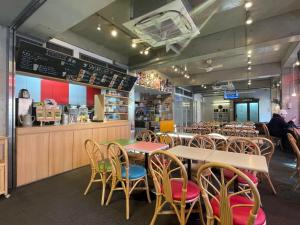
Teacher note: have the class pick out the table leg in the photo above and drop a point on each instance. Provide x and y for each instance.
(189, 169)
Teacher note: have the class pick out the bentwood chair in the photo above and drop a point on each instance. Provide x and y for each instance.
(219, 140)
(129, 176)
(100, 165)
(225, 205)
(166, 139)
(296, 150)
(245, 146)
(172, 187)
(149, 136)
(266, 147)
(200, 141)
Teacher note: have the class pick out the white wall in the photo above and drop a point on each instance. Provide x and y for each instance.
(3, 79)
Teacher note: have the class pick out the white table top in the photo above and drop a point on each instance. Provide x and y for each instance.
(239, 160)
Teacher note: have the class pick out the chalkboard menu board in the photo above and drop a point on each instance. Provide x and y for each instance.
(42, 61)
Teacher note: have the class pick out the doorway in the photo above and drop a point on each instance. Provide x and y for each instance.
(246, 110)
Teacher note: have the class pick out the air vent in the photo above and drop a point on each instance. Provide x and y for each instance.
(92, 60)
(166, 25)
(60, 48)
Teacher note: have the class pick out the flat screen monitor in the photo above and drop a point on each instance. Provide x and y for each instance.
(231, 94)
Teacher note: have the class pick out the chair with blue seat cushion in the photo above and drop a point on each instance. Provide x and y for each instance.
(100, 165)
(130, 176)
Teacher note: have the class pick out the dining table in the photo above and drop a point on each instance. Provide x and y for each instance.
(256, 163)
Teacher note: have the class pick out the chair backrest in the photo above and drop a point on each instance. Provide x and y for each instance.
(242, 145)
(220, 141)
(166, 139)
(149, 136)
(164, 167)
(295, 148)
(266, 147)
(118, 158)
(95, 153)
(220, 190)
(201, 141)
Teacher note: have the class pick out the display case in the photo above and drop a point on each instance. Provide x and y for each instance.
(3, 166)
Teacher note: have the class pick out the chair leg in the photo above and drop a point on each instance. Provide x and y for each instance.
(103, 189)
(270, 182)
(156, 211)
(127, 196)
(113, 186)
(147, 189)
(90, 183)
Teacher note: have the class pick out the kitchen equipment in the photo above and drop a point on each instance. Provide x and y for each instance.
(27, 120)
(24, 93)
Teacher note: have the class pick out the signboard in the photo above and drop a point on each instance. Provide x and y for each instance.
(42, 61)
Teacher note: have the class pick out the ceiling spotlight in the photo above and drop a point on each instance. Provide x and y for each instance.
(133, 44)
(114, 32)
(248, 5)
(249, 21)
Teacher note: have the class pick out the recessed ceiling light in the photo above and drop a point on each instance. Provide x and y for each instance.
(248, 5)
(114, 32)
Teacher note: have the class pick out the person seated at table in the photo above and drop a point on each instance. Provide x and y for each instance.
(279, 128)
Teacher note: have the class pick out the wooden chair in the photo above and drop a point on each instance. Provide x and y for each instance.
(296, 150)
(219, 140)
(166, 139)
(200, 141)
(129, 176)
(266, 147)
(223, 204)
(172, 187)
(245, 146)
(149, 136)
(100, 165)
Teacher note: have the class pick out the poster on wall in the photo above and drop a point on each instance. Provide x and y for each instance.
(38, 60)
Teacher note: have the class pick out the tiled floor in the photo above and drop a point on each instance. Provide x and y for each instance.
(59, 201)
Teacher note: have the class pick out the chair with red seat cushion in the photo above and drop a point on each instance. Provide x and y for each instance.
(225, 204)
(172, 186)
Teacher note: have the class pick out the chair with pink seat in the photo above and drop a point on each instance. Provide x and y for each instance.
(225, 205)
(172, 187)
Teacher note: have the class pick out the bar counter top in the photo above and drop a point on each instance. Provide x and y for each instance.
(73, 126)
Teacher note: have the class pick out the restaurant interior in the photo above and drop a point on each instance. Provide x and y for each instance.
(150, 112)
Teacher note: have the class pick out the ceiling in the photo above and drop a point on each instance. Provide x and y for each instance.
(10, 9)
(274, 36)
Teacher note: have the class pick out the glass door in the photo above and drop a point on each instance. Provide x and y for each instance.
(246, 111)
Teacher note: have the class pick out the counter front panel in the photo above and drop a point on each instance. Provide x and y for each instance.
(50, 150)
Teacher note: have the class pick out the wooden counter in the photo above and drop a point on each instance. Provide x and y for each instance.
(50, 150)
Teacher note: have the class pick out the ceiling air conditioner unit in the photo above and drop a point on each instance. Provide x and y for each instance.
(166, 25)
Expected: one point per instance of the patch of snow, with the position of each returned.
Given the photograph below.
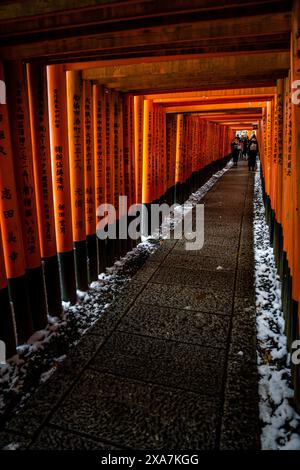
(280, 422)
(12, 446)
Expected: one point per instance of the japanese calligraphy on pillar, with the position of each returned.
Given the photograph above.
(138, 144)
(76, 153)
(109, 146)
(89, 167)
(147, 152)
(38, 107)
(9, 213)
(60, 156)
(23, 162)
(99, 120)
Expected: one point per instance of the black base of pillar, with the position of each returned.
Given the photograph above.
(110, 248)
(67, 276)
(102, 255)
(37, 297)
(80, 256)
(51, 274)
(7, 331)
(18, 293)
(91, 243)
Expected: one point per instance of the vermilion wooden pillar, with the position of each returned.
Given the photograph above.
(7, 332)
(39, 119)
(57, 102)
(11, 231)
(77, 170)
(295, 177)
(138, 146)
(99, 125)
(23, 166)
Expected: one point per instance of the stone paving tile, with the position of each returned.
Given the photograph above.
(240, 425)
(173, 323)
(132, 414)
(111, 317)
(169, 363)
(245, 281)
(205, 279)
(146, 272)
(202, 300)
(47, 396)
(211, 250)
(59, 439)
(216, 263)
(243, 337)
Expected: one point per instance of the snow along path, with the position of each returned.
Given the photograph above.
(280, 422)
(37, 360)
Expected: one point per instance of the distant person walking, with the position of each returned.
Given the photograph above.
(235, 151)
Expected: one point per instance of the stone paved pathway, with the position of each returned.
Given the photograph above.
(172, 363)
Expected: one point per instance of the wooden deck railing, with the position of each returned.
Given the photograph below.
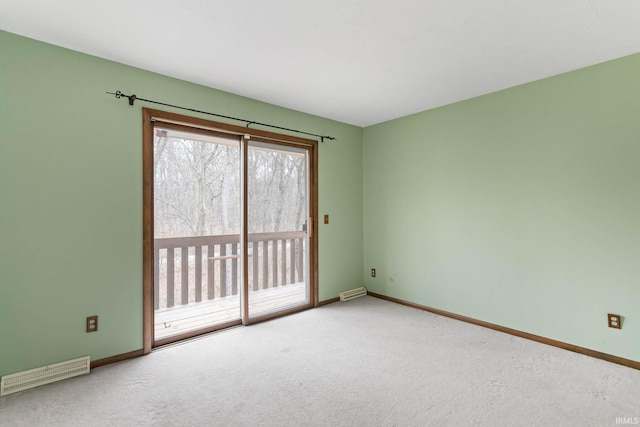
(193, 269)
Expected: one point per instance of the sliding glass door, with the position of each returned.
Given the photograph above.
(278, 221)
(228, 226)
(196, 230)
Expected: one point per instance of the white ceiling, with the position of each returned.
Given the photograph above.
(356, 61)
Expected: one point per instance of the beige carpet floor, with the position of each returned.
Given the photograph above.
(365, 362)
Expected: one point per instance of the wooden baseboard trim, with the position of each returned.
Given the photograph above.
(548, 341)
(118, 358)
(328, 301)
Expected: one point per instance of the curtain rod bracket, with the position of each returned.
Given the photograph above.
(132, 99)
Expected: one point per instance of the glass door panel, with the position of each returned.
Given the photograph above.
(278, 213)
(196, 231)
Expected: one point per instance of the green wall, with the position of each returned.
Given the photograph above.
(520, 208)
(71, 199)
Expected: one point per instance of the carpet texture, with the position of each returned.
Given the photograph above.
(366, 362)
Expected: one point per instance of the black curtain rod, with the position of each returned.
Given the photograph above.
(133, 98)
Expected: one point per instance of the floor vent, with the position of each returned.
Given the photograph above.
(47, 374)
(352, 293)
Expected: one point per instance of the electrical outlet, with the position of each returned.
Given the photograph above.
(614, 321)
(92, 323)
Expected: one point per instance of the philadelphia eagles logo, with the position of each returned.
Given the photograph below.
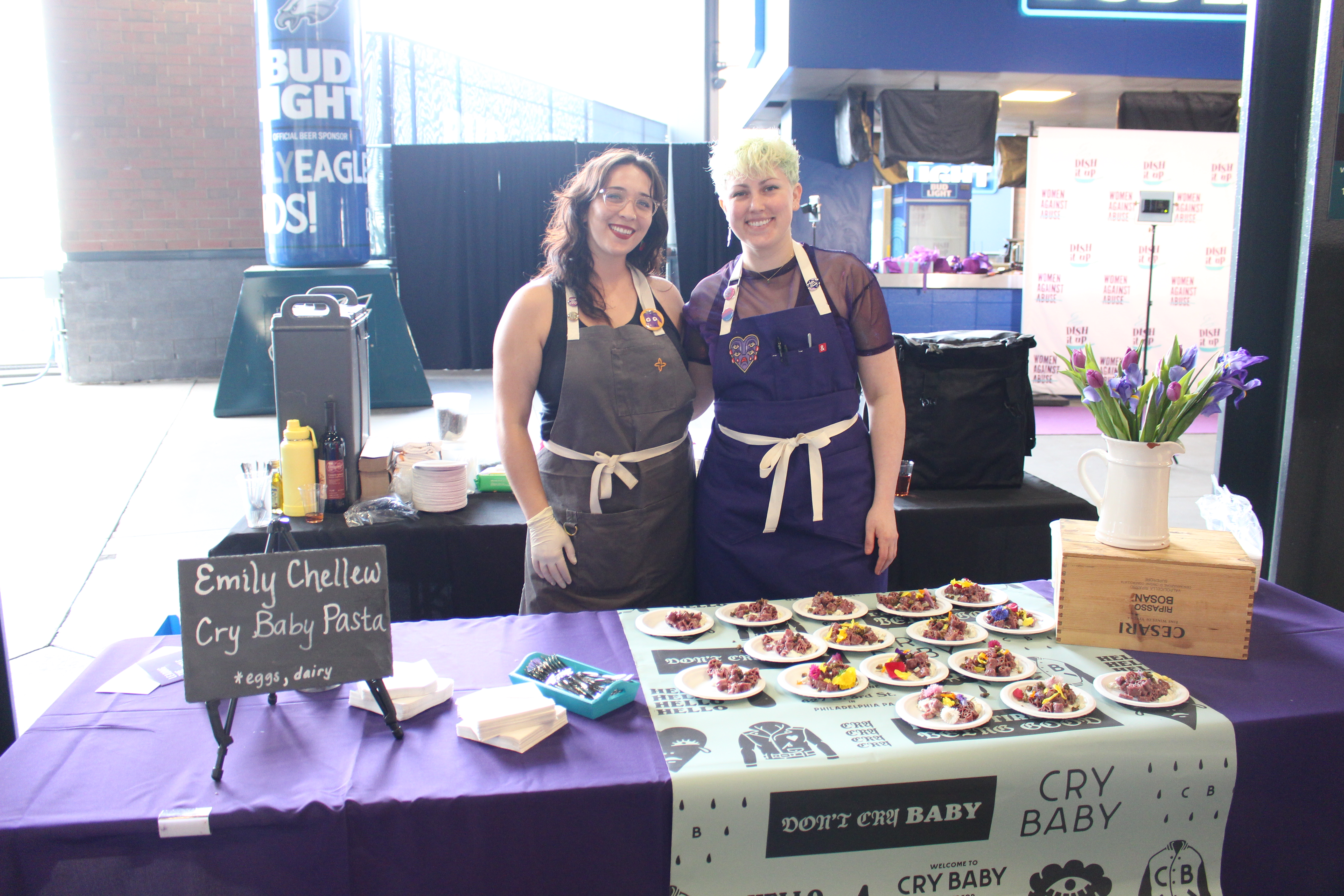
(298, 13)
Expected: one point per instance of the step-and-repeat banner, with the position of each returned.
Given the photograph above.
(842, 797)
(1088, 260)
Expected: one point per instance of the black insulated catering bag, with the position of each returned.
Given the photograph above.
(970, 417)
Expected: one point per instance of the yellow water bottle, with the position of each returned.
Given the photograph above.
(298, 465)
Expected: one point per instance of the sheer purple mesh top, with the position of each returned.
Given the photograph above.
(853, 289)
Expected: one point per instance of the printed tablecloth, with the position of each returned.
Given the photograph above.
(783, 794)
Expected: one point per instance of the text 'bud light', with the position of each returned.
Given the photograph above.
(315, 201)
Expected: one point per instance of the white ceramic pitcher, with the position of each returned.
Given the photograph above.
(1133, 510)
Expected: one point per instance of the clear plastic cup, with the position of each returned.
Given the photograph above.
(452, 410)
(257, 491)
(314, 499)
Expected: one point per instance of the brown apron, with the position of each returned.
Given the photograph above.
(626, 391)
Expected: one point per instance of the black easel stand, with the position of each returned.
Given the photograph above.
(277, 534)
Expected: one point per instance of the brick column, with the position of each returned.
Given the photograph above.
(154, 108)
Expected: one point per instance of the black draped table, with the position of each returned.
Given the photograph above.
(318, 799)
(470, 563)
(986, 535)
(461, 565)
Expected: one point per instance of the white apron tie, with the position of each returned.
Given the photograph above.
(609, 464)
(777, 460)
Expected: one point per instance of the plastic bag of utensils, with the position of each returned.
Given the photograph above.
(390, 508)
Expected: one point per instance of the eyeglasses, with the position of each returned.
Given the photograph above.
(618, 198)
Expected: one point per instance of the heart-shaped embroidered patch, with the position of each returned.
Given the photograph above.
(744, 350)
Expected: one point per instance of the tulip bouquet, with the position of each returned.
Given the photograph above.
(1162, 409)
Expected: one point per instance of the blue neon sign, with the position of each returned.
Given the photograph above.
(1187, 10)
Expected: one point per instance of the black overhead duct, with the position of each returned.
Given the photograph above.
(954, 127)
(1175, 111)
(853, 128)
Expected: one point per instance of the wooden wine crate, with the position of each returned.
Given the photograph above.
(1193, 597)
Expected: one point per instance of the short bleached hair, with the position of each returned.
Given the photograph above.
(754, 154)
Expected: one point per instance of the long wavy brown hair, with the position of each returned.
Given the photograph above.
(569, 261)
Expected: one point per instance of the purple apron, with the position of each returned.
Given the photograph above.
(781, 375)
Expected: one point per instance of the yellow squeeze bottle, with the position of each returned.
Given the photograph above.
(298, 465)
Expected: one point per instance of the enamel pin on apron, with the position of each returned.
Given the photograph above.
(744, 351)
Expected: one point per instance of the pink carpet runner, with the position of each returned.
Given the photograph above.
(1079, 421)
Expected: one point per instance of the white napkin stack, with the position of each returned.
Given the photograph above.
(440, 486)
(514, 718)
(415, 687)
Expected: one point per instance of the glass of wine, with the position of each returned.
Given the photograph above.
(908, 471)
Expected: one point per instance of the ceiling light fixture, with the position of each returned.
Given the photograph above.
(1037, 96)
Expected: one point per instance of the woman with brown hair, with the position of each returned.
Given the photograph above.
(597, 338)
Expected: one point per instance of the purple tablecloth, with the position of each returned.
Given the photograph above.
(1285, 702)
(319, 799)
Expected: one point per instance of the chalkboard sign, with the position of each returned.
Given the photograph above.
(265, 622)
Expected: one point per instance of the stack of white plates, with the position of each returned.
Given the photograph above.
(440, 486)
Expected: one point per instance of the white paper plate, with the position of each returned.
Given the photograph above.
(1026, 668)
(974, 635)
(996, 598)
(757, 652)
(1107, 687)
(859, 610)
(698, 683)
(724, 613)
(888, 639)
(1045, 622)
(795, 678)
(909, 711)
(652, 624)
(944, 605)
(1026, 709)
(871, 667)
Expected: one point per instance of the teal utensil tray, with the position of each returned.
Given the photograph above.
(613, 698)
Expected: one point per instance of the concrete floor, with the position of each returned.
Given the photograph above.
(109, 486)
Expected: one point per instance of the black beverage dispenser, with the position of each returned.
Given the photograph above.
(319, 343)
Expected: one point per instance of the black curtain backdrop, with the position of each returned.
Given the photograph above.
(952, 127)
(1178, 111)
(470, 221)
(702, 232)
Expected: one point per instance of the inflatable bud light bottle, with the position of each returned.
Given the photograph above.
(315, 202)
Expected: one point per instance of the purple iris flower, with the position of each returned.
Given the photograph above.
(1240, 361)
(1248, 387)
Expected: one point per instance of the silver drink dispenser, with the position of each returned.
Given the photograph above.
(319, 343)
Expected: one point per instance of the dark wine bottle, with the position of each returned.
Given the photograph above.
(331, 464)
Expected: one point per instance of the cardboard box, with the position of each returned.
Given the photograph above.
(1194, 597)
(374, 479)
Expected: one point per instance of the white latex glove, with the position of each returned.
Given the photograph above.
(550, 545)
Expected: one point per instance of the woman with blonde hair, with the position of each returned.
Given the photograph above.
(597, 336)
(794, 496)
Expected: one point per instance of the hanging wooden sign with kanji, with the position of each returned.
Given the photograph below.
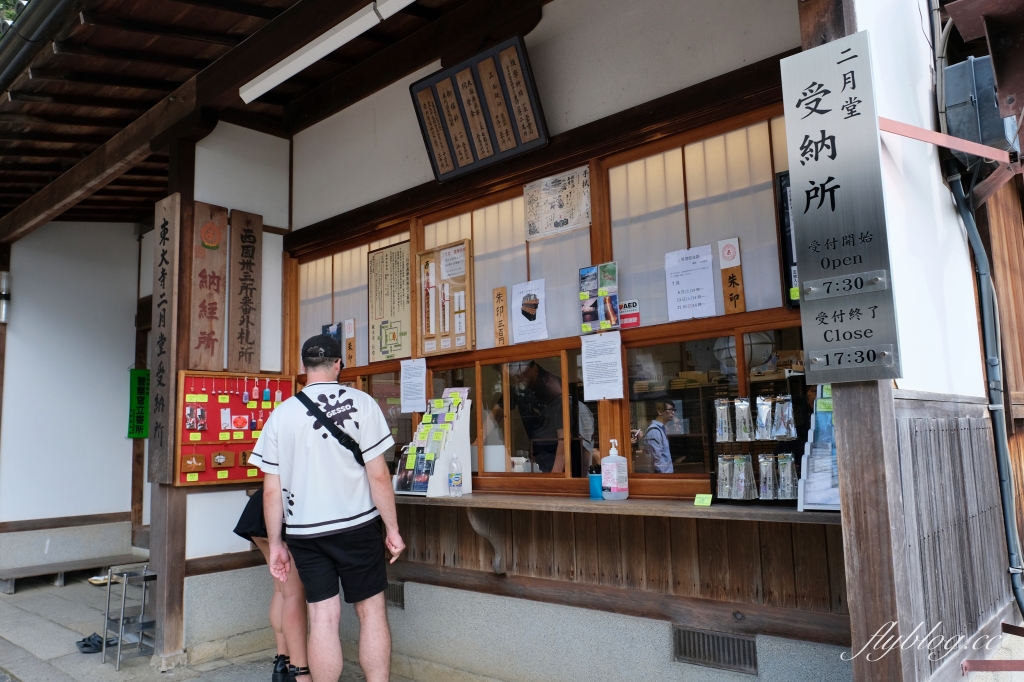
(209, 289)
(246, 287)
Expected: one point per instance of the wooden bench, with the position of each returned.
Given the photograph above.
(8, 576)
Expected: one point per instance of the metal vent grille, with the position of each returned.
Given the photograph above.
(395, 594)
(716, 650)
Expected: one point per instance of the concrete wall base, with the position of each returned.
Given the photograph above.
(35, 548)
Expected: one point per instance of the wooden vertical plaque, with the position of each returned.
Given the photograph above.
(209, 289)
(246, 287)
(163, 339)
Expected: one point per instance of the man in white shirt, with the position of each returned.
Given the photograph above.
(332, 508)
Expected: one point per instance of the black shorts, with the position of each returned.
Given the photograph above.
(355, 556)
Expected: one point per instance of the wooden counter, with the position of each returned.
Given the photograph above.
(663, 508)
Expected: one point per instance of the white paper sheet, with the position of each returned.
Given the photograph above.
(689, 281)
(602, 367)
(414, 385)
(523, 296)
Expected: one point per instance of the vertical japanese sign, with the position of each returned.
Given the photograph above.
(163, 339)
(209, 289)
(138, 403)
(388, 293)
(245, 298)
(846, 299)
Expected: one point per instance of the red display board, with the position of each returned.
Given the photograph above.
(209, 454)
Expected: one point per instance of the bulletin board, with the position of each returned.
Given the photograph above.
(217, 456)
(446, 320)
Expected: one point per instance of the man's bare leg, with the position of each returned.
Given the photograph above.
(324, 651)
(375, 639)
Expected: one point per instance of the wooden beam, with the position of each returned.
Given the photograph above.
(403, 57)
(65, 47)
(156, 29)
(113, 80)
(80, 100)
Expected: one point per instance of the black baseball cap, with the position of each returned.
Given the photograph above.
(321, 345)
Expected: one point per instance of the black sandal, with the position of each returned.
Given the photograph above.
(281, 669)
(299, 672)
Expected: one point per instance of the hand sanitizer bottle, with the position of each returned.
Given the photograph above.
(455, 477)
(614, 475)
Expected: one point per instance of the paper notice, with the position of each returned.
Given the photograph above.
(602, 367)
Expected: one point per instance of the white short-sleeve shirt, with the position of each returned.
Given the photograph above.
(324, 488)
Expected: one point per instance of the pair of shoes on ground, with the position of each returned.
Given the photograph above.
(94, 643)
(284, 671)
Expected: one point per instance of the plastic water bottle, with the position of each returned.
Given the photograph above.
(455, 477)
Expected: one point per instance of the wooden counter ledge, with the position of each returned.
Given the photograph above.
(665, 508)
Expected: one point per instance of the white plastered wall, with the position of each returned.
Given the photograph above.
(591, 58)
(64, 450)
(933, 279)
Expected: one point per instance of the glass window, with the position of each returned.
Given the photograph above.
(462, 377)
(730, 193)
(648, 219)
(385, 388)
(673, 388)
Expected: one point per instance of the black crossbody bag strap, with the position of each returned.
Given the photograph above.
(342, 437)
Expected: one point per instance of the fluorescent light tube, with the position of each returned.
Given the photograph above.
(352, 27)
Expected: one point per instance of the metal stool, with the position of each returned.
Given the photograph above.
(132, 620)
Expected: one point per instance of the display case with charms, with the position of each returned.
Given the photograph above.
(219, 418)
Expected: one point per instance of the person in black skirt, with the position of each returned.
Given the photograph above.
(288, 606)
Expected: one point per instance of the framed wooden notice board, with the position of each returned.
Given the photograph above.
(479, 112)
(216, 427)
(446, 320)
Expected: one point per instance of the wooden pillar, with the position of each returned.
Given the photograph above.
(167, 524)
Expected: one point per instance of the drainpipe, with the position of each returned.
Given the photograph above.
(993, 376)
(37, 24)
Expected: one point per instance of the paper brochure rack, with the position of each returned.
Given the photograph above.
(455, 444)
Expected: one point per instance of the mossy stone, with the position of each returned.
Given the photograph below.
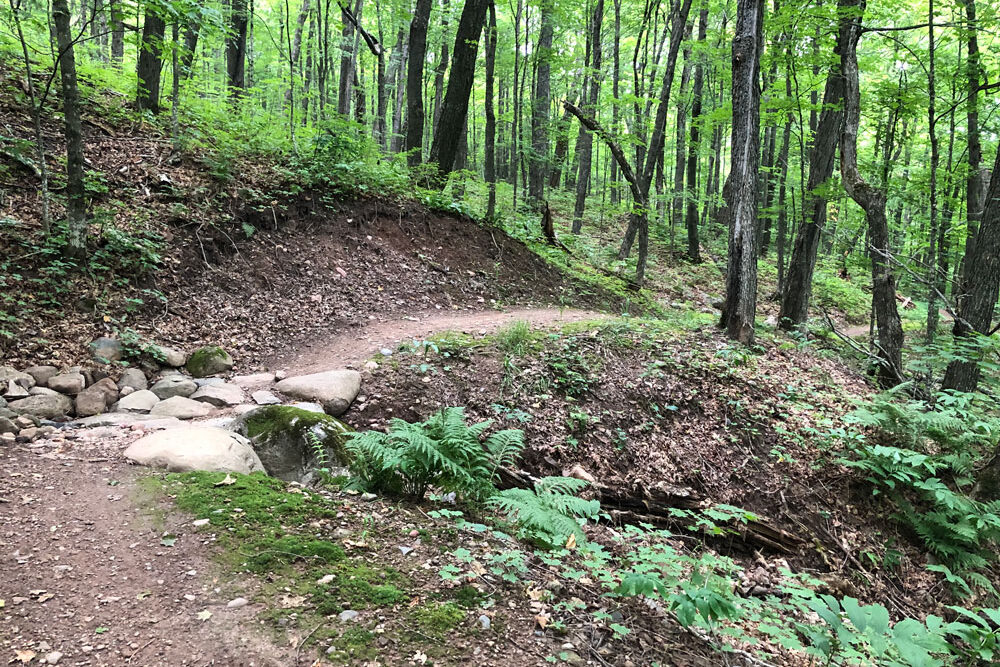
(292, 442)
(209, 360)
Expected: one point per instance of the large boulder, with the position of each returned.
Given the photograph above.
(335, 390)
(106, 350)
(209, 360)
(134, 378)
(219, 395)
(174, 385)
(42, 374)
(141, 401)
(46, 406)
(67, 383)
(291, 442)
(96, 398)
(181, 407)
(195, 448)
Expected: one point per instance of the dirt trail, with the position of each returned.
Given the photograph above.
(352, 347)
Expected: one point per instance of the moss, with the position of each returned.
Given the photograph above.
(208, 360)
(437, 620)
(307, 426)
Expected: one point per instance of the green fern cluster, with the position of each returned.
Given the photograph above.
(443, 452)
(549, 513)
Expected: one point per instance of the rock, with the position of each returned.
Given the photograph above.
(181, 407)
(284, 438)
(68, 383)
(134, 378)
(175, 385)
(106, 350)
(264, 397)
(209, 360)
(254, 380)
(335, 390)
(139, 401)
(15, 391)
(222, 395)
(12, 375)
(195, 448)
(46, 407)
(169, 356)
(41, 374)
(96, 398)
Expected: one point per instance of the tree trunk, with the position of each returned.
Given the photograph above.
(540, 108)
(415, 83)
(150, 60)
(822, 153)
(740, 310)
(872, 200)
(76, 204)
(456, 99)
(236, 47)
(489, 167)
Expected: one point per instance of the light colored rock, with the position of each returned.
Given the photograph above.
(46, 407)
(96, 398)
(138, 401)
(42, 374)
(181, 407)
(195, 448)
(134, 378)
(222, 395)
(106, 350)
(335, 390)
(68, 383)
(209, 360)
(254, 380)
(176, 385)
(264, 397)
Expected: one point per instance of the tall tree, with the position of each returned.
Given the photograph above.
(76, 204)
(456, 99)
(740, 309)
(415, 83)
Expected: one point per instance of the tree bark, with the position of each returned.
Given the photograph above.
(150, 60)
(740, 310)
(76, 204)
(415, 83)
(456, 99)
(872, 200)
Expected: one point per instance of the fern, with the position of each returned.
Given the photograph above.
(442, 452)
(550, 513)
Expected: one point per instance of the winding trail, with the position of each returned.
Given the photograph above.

==================================================

WHAT YOU WILL DO | Rewrite the stretch from the line containing "Expected: one point per instance of the eyeglasses, with" through the line containing "(1193, 597)", changing "photograph" to "image" and leaving everything else as it is.

EXERCISE RESULT |
Expected: one point per instance of the eyeglasses, with the position of each returned.
Given the image above.
(618, 198)
Expected: one point per instance of the heart-shaped embroidered patch, with the position of each returned.
Given the image above.
(744, 350)
Expected: one point per instance of the tulip bouquet, with the position of each returned.
Given the image above.
(1162, 409)
Expected: one point per instance of the blue neon sign, with the position of each returned.
Given the image above.
(1187, 10)
Expected: one point per instance of the black overhead duct, with the position of each returned.
Given the image above.
(954, 127)
(1175, 111)
(853, 128)
Expected: one point per instance of the wooden wine crate, with the position of each returned.
Given the image above.
(1193, 597)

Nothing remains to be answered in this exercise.